* Problem to work on *
Convert every line of the records below into a JSON list of strings, one string per line, skipping blank lines and leaving out the pictures.

* Records shown *
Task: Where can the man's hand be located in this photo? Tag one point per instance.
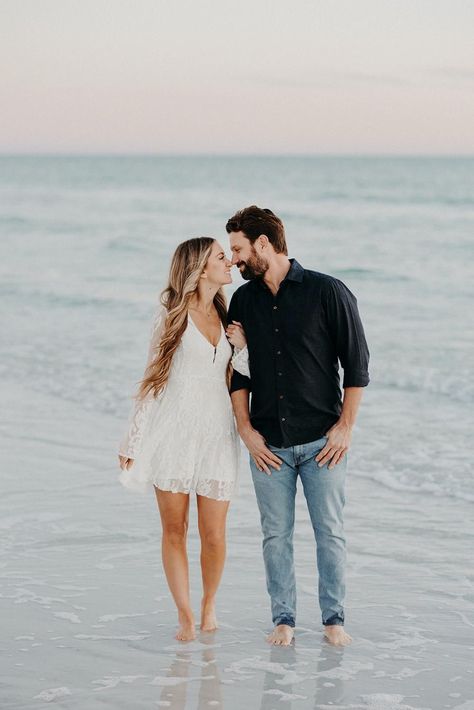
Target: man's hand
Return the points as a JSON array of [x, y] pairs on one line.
[[261, 454], [125, 463], [339, 440]]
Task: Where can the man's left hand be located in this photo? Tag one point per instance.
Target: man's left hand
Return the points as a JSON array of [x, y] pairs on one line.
[[337, 445]]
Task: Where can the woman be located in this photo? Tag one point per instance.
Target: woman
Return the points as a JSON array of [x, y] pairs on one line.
[[182, 436]]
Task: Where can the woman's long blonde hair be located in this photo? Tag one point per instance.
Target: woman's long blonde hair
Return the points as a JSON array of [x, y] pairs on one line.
[[187, 265]]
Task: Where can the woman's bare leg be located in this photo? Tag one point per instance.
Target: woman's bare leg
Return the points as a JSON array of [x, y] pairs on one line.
[[174, 512], [211, 519]]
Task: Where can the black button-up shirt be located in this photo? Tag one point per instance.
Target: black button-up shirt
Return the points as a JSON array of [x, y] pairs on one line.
[[296, 340]]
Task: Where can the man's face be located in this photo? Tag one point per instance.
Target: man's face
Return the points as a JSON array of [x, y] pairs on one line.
[[244, 255]]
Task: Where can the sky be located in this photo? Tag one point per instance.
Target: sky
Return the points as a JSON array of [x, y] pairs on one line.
[[246, 77]]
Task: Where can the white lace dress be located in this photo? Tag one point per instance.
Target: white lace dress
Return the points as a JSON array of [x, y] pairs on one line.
[[185, 439]]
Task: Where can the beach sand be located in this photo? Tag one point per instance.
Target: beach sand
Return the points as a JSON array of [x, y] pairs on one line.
[[88, 621]]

* Answer to the exercise *
[
  "Task: Where can the man's hand be located in this photo? Tag one point per instance.",
  "Target: man's hand",
  "Return the points as a JSON array of [x, y] pairs on one line.",
  "[[261, 454], [125, 463], [339, 440]]",
  "Task: Where can the man's left hand be located in this photo? Tag one point per instance.",
  "Target: man's left hand",
  "Return the points as a JSON array of [x, y] pairs on one line.",
  "[[337, 445]]",
  "Task: Where can the woman be located in this photo? Tag one point per instance.",
  "Target: woman",
  "Return the points as a JSON array of [x, y] pairs on one line.",
  "[[182, 436]]",
  "Task: Where can the woman's long blonde hair be located in this photo? Tag one point per instance.",
  "Target: woman's long blonde hair",
  "Return the points as a JSON array of [x, y] pairs on one line.",
  "[[187, 265]]",
  "Task: Where can the woman's bare leg be located in this photo? Tag one point per instance.",
  "Target: woman's bare leg",
  "Return the points as a JSON array of [x, y] pairs on one line.",
  "[[174, 512], [211, 519]]",
  "Task: Where can the black button-up shirt be located in this photo? Tag one point per instance.",
  "Target: black button-up shirt",
  "Return the points as a JSON array of [x, y] pairs on one line.",
  "[[296, 340]]",
  "Task: Where can the man's face be located in this photo? Tag one point per instance.",
  "Target: man's face",
  "Return the points as a JSON array of [x, y] pairs on one line.",
  "[[244, 255]]",
  "Task: Where can the sky be located in this photo? Tag one point per instance.",
  "Target: sky",
  "Return the points as a JSON array of [x, y] pairs on one line.",
  "[[246, 77]]",
  "Task: Where can the white lace dress be located in this photo? Tag one point per instance.",
  "Target: white lace dress",
  "Return the points as a JSON array of [x, y] pairs on one line.",
  "[[185, 439]]",
  "Task: Where can the beach sand be located in this photo? Tag one point per instance.",
  "Target: beach sand",
  "Return the points as a JSON array of [x, y] pairs on one line.",
  "[[88, 621]]"
]